## [What to work on]
Output only the lines that run from the line holding "point_to(query) locates a point on each instance of the green" to the end of the entries, both ends included, and skip the pictures.

## [Material provided]
---

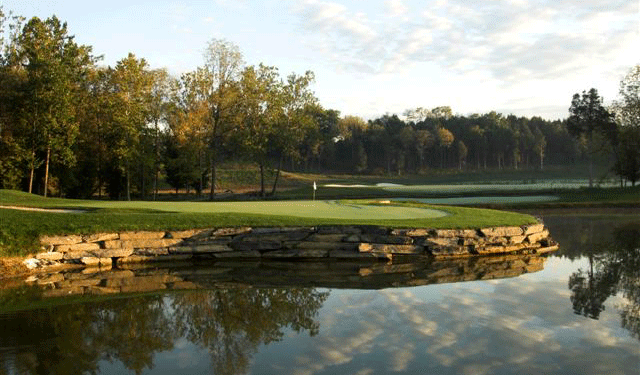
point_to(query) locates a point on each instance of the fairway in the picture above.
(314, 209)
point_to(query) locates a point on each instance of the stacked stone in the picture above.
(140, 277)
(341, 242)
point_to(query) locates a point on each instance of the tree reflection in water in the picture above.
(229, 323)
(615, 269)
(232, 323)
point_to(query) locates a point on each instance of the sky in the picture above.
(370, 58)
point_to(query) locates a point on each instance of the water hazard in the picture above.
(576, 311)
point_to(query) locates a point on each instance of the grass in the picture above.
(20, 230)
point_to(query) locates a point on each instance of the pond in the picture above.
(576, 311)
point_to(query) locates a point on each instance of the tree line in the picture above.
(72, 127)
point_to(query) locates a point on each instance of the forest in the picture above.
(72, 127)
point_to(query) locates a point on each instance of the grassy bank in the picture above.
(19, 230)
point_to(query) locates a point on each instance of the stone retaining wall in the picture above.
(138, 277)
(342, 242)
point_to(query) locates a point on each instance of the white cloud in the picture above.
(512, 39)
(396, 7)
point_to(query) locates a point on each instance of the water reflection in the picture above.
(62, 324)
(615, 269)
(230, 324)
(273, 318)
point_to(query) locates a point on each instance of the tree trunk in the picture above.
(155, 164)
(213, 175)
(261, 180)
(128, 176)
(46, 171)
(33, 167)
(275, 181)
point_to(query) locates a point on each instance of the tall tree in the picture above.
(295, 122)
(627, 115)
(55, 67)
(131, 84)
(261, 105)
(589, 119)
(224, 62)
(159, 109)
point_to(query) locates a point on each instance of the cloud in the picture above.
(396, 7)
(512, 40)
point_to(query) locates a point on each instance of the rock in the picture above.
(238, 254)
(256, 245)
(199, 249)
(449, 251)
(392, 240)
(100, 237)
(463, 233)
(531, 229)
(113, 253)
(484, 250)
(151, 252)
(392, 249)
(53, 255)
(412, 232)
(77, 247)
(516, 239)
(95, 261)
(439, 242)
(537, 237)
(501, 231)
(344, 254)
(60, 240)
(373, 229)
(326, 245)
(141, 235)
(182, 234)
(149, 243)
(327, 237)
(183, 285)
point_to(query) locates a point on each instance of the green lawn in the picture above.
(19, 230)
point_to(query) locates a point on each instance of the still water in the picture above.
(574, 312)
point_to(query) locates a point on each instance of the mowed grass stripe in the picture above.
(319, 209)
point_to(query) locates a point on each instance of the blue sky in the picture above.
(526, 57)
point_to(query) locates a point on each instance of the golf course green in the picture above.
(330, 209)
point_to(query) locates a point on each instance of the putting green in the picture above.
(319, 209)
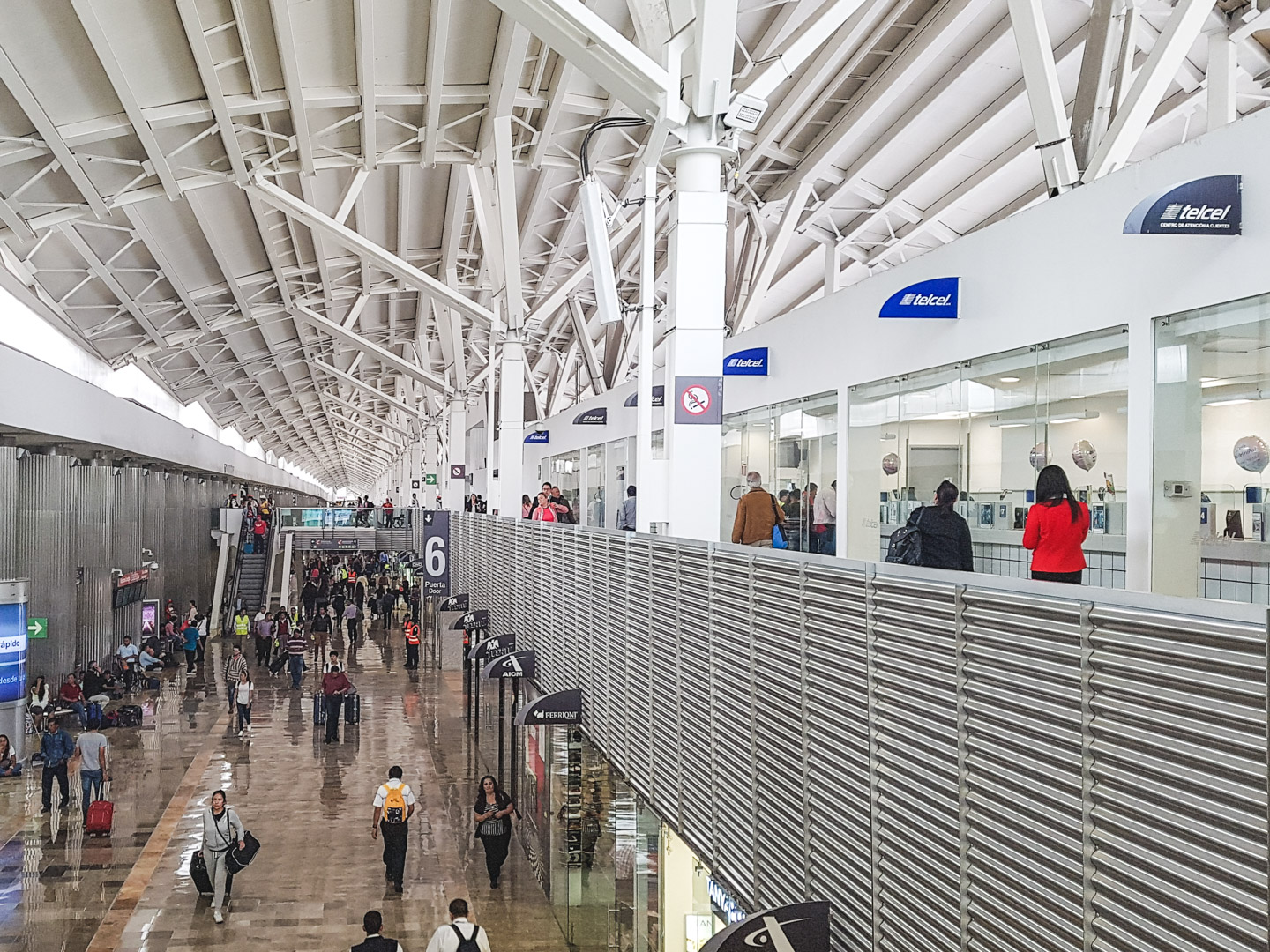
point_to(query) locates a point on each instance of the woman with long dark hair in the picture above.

---

## [The result]
point_to(query) locates a point on each instance of the green lawn in the picture above.
(19, 230)
point_to(query) locates a point on each instance of the still water in the picture above.
(574, 312)
point_to(query) locates a point on each instance of the mowed grass stripe in the picture above.
(319, 209)
point_to(query) locates a point on each instance of the blue sky in the picture above.
(526, 57)
point_to(query) locates a point on each instance of the golf course green in the picture above.
(330, 209)
point_to(query) locates a point on each instance of the putting green in the picture above.
(319, 209)
point_to(query) locates a point on each instance of the woman with long dark hair in the picture above.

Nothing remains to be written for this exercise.